#### [DATA EXTRACT]
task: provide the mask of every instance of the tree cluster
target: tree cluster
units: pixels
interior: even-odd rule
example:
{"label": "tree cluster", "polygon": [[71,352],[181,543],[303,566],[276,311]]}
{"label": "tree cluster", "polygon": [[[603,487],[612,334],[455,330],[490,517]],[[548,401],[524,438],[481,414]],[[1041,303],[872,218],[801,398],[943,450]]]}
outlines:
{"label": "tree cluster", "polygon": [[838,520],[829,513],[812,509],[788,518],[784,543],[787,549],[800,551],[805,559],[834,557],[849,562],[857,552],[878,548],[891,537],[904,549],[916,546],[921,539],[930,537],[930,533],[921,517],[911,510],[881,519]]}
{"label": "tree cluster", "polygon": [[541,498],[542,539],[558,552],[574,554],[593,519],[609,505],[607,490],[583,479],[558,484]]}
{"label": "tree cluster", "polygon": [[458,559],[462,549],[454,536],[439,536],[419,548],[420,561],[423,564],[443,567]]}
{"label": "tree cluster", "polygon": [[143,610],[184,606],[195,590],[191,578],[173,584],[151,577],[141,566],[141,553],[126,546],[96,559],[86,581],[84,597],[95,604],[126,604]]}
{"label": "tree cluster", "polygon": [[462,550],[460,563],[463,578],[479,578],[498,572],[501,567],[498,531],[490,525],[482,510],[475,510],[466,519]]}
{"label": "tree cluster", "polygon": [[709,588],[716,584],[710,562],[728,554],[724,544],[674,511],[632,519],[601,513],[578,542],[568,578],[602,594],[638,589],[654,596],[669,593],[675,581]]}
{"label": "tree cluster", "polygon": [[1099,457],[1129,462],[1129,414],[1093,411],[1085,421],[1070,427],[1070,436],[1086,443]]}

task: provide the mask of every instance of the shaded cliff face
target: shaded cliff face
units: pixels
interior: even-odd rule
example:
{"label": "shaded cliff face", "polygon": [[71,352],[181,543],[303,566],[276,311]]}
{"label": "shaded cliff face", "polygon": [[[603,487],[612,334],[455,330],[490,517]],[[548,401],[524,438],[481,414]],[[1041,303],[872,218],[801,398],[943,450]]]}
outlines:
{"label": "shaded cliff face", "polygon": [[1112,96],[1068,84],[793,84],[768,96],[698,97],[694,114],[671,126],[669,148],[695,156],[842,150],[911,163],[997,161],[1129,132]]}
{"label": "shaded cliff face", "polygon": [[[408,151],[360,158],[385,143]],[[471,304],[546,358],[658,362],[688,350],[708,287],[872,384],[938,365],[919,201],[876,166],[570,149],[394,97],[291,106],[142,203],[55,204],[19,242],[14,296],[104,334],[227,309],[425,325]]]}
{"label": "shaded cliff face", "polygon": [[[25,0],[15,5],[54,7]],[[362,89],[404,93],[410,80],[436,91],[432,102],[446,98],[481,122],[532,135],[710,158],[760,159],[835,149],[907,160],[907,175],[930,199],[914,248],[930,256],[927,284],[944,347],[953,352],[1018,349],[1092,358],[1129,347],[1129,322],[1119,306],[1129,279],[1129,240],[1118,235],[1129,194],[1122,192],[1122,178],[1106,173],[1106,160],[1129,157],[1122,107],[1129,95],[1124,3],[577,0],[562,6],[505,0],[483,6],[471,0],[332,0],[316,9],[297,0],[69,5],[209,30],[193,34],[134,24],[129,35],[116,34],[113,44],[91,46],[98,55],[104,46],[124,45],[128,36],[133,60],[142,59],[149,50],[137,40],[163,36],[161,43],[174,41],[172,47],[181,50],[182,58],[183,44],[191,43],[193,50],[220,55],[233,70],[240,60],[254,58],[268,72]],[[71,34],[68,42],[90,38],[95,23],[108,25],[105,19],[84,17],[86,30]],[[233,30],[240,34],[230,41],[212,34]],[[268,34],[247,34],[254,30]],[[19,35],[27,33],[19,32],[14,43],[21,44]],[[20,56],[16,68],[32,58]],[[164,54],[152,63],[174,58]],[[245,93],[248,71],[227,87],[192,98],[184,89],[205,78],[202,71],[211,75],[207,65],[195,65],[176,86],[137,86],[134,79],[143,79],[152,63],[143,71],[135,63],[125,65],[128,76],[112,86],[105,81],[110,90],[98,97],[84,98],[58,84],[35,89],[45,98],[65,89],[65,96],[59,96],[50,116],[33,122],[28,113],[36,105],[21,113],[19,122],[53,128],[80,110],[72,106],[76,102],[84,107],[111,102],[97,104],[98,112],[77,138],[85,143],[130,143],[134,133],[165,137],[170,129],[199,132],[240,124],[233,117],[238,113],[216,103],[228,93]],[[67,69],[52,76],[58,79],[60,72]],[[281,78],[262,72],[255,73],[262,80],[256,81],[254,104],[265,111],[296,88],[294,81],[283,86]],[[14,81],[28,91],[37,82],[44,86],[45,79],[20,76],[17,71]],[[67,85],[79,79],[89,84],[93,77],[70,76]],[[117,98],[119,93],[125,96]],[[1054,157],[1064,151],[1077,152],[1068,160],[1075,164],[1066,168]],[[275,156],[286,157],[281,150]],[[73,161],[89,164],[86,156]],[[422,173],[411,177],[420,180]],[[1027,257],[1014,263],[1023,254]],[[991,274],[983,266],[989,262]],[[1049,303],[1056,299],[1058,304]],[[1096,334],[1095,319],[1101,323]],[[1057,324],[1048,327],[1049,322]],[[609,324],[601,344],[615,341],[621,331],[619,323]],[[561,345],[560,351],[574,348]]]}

#### [REQUIREMENT]
How many of the lines above contain the string "task"? Matching is case-sensitive, and the reply should be the number alone.

#### [REPLY TO THE EXERCISE]
2